[SET PROBLEM]
Starting with the first line of the entries and going on through the line with "column 189, row 231", switch every "wildlife census station" to "field survey camp". Write out only those lines, with nothing else changed.

[DATA EXTRACT]

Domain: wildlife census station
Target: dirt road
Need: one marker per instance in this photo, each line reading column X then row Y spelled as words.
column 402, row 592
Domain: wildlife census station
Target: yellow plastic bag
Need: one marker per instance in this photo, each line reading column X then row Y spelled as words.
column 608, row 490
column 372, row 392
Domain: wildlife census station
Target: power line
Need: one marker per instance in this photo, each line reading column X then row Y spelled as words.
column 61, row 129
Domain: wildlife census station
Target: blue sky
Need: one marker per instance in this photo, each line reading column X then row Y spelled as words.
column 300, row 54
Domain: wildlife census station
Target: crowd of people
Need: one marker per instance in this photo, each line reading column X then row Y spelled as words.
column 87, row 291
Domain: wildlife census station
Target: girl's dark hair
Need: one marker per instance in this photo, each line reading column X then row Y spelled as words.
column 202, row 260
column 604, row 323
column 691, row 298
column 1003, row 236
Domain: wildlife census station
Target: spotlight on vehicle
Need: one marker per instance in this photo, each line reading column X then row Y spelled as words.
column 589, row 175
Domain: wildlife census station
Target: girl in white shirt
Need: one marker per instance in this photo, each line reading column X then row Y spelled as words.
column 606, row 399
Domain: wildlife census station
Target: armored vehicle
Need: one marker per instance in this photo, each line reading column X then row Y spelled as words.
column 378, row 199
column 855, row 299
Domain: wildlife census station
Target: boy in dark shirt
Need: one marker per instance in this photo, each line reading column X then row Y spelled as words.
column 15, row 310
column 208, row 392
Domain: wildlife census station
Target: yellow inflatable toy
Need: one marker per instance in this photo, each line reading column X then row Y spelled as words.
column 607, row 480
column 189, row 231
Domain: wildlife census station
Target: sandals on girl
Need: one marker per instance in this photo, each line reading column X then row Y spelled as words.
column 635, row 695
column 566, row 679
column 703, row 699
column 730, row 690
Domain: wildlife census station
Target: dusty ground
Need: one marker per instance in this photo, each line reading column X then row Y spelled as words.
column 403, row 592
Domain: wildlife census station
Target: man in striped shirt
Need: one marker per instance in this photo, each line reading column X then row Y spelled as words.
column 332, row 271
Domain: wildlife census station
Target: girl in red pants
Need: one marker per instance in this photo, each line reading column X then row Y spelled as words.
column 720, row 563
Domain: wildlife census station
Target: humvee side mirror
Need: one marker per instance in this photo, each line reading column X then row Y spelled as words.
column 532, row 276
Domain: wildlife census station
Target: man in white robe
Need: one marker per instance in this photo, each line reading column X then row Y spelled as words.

[EXPECTED ANSWER]
Domain: field survey camp
Target: dirt road
Need: one marker per instance in this photo, each line reading column X then row Y spelled as words.
column 402, row 592
Domain: field survey camp
Target: yellow plastic bag
Need: one marker per instance in this photo, each line reading column X then row Y spelled as words.
column 608, row 490
column 372, row 392
Domain: field survey camp
Target: power line
Need: one marker per instance in this photo, each line reading column X then row Y spelled as words.
column 61, row 129
Domain: field survey camp
Target: blue sky
Need: one marker per instance in this photo, each line reading column X then row Y spelled as words.
column 300, row 54
Domain: field survey camp
Target: crowd of people
Need: one marker per instance in this photo, each line reading column X then row Y spelled as words.
column 87, row 291
Domain: field survey camp
Target: girl's dark hair
Need: one marker per instance in this photo, each line reading column X then row Y spelled as words.
column 202, row 260
column 604, row 323
column 691, row 298
column 1003, row 236
Domain: field survey camp
Target: spotlight on vehicle
Need: one marker per instance in this photo, each line reading column X then row Y spelled as words.
column 589, row 175
Domain: field survey camp
Target: girl in white shirt
Need: one marker per instance in this photo, each line reading column X then row Y spelled as words.
column 606, row 399
Domain: field survey camp
Target: armored vehicle
Need: one marker per instance in this photo, each line reading column X then row Y spelled as words.
column 378, row 199
column 855, row 299
Domain: field survey camp
Target: boy in dark shirt
Need: one marker per instance in this photo, each line reading column X then row Y spelled as words.
column 15, row 310
column 208, row 392
Domain: field survey camp
Target: yellow inflatable toy
Need: one marker per instance in this photo, each line reading column X then row Y spelled as words.
column 607, row 480
column 189, row 231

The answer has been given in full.